• **Your task**: Can you put the lines of the data from its first line through the line containing "[[0, 0, 236, 137]]" into a JSON list of strings, with one string per line and blank lines omitted?
** Start of Input **
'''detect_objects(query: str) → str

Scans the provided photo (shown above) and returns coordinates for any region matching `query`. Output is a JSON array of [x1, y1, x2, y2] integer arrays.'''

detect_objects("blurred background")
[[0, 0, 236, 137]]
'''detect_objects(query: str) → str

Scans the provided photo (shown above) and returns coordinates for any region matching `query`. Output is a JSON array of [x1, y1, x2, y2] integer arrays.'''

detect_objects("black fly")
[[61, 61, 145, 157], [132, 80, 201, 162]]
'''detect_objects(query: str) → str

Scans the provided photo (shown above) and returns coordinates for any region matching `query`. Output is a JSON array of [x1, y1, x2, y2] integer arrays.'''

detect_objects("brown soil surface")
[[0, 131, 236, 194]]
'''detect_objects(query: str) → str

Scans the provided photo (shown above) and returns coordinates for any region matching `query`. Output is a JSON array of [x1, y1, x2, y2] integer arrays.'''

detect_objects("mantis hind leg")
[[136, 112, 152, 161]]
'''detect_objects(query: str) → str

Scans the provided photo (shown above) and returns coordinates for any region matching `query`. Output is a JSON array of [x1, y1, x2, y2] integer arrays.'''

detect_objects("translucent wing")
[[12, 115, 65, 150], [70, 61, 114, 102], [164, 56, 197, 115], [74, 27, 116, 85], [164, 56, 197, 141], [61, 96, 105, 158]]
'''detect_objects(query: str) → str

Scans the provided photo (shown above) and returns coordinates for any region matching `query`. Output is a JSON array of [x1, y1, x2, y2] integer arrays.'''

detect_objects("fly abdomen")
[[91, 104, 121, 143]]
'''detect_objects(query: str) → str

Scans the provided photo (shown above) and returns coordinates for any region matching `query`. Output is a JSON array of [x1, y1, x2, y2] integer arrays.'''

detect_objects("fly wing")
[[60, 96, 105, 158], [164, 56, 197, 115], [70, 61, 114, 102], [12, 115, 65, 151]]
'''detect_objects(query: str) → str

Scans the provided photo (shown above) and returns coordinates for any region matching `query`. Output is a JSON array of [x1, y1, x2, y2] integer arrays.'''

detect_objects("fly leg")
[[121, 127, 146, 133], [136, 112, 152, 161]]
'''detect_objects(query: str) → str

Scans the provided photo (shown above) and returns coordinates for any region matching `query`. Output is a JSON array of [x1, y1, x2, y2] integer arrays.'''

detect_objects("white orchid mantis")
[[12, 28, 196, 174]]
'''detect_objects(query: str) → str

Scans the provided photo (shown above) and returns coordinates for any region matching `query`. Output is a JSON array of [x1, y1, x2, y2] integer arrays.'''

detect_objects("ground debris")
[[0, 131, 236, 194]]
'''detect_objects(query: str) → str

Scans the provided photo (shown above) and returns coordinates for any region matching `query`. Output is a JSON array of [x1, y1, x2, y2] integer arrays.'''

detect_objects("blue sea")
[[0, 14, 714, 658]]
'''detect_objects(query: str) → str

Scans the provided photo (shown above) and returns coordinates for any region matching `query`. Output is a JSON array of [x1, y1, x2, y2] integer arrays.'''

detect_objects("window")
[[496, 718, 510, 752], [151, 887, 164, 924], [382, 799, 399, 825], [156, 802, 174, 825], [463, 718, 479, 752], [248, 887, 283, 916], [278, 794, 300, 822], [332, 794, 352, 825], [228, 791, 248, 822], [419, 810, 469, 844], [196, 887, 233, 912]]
** End of Input **
• **Response to this exercise**:
[
  "'''detect_objects(query: str) → str",
  "Scans the provided photo (shown above) and returns coordinates for any region matching `query`. Output is a JSON array of [x1, y1, x2, y2] integer arrays.'''",
  "detect_objects(\"blurred background\")",
  "[[0, 0, 236, 137]]"
]